-- INPUT --
####################

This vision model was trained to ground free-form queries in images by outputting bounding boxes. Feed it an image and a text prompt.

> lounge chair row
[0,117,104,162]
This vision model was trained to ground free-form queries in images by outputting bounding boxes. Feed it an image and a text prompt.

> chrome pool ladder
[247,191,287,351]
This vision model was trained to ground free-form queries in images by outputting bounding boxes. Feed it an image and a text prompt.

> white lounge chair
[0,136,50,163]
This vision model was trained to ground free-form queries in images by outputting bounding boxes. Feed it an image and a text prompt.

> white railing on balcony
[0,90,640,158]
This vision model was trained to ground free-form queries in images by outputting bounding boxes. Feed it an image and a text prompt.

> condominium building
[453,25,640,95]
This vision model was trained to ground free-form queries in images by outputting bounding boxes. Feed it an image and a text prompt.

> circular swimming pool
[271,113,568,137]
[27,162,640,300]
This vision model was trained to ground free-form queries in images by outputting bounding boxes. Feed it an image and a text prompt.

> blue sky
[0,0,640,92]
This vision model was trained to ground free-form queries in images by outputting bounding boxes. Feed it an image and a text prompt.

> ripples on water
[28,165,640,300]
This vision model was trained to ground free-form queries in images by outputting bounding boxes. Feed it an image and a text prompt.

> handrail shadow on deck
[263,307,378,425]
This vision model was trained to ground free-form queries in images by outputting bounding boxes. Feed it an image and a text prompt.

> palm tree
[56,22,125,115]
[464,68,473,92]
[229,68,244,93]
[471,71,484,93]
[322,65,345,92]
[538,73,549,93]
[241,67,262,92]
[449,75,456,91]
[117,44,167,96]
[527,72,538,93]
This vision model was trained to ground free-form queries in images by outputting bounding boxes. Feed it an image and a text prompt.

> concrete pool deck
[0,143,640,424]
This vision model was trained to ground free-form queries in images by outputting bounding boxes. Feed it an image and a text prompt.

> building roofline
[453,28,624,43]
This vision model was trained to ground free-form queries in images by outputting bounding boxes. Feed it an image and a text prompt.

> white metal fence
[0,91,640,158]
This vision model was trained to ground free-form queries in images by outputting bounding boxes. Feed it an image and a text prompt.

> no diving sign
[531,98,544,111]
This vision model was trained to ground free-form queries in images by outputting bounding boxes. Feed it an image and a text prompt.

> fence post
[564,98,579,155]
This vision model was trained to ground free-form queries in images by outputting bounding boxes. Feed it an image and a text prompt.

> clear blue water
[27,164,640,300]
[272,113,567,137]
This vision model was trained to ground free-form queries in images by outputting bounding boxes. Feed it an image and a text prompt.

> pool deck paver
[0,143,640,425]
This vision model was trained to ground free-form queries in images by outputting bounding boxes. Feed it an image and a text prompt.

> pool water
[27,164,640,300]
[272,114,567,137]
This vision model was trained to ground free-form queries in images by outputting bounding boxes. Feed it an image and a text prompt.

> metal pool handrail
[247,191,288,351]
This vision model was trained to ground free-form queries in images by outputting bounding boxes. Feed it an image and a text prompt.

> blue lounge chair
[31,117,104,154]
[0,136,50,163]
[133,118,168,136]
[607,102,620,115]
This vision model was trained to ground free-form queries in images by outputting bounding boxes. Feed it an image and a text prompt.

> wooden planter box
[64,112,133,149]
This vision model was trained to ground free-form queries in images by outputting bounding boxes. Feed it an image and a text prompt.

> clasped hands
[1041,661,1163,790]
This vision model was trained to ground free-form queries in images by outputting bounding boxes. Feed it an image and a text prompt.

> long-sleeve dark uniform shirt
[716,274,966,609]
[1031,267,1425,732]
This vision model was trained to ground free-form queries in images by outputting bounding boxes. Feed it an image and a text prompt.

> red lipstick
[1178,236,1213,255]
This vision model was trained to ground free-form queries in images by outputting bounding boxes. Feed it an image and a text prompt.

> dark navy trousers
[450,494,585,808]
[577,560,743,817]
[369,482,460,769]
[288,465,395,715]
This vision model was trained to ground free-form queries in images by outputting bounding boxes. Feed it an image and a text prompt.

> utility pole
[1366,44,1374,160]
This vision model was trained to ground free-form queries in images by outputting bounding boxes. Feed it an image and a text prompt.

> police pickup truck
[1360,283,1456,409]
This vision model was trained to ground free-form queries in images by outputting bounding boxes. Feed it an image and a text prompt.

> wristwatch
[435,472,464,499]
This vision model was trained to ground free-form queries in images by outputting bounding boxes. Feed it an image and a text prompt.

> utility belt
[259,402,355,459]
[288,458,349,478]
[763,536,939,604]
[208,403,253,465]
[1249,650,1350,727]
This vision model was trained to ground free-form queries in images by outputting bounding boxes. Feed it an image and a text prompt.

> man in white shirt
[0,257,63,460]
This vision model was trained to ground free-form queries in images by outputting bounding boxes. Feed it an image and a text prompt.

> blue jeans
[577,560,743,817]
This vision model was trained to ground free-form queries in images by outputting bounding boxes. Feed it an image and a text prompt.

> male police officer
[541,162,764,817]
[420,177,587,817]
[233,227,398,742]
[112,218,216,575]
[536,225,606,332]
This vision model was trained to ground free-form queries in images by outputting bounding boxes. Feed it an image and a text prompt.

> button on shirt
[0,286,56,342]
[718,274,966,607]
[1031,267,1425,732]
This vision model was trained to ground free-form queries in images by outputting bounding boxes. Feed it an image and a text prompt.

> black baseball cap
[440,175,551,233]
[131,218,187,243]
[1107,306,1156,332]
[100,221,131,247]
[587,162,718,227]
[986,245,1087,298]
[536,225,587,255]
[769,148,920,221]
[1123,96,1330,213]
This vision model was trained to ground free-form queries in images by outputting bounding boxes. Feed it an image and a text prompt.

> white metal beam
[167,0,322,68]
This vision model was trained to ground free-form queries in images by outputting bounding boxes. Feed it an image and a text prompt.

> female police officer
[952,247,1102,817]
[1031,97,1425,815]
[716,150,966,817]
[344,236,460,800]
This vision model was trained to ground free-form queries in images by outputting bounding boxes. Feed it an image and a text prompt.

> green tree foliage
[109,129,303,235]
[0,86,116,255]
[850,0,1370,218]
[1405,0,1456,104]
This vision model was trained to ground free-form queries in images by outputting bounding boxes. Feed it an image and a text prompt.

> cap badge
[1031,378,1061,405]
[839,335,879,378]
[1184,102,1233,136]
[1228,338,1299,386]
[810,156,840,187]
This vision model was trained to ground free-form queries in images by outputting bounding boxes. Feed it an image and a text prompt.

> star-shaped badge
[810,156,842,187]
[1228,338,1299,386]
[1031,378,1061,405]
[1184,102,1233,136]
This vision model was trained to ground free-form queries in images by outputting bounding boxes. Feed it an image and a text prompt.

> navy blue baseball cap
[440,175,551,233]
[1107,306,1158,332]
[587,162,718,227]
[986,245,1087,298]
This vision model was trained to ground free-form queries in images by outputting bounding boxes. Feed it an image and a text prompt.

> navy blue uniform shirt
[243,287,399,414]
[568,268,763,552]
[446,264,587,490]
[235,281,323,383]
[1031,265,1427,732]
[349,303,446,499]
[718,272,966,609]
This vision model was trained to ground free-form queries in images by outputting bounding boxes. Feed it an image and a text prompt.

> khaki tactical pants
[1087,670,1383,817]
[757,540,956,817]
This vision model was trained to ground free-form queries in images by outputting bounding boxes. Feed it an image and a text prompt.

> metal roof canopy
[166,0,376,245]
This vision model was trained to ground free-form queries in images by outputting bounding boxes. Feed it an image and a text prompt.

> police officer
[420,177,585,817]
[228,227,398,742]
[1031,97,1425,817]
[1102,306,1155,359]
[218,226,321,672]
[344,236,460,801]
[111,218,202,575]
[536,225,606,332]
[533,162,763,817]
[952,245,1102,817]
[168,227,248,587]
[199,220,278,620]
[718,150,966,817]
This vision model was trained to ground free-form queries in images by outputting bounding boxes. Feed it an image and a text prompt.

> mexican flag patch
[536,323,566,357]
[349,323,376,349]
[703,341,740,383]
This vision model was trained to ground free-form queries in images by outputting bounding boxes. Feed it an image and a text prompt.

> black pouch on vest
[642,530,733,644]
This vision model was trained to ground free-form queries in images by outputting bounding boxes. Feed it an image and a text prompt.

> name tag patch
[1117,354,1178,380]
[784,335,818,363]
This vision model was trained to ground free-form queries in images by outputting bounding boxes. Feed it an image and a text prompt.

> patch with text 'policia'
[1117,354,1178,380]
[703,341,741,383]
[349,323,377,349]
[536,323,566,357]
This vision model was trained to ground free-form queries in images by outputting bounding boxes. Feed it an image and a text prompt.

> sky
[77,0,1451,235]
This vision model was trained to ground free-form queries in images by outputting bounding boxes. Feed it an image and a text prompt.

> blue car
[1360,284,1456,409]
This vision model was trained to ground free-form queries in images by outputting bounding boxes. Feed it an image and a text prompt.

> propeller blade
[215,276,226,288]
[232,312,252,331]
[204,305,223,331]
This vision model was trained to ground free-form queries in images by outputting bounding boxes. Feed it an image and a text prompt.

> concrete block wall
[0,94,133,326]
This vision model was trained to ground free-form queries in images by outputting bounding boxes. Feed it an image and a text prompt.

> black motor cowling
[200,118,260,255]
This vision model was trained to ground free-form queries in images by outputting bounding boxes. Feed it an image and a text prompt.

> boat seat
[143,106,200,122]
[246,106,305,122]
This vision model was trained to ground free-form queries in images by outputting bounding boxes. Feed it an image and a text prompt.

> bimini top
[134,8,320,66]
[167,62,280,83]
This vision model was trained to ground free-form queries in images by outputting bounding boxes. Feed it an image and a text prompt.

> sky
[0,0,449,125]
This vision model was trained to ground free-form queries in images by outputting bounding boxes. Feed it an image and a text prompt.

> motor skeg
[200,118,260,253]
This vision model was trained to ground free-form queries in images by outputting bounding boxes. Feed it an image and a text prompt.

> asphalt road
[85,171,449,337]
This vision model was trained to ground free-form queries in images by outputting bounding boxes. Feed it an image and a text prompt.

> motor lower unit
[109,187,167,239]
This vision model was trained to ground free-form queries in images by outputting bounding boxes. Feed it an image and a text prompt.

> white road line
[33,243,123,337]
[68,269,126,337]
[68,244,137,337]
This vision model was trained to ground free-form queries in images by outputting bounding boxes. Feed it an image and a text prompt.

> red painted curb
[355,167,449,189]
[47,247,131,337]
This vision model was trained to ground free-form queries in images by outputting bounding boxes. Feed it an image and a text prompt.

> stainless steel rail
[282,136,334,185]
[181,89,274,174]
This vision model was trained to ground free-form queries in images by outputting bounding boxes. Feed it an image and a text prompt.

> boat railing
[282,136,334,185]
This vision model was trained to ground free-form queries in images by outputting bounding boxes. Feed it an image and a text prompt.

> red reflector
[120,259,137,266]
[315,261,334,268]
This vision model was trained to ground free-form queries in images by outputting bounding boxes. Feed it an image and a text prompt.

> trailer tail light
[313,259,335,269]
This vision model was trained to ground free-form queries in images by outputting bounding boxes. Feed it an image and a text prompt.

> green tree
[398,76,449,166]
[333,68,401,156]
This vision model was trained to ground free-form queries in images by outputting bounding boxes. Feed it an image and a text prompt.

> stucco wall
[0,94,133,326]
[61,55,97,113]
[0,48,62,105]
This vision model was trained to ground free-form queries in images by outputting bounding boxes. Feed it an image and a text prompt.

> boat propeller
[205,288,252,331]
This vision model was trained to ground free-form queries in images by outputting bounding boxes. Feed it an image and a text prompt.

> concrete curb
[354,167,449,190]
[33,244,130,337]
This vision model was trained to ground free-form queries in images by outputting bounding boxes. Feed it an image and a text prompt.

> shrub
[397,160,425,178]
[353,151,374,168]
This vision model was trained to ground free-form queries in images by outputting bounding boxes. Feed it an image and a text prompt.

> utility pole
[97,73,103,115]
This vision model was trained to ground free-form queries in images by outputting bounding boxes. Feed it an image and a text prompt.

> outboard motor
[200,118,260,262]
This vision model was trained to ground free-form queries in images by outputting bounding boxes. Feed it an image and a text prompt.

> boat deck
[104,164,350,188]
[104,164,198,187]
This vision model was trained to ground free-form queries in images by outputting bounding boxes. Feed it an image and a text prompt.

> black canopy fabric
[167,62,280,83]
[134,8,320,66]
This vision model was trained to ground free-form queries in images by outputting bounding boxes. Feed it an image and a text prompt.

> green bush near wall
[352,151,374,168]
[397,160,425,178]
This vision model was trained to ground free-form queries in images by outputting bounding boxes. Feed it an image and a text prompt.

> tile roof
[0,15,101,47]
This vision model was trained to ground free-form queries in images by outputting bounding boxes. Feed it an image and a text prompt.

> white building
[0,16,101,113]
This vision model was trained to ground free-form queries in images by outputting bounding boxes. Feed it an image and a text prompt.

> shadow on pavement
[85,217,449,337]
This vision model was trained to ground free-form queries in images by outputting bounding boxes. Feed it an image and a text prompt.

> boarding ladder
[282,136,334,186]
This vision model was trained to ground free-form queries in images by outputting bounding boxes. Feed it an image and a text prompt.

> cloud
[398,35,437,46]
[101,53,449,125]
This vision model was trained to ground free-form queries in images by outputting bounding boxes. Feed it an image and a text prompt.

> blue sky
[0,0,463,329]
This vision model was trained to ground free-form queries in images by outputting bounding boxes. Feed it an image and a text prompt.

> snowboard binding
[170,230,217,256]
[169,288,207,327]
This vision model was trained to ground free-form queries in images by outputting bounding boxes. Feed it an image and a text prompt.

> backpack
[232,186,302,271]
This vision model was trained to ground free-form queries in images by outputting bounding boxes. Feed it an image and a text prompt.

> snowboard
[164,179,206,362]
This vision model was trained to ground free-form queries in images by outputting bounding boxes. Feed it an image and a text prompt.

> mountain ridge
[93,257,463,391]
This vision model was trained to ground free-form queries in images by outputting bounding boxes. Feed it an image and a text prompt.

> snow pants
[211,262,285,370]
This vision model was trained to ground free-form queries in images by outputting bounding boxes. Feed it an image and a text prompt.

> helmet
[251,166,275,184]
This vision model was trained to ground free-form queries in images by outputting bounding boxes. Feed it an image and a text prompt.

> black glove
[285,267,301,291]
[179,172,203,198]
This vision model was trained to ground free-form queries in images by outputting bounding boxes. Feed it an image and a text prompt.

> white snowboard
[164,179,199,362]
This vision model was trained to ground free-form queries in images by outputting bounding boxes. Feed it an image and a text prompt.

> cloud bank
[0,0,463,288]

####################

-- TASK STATEMENT --
Reproduce word for word the lines of the listing above, beginning with its first line and stopping after the line that contains "[247,191,287,351]", both ends included.

-- SOLUTION TO THE PROBLEM --
This vision model was trained to ground free-form queries in images by outputting bounding boxes. Feed it an image and a text prompt.

> lounge chair row
[0,117,104,162]
This vision model was trained to ground free-form queries in images by outputting bounding boxes. Feed it an image and a text prompt.

> chrome pool ladder
[247,191,287,351]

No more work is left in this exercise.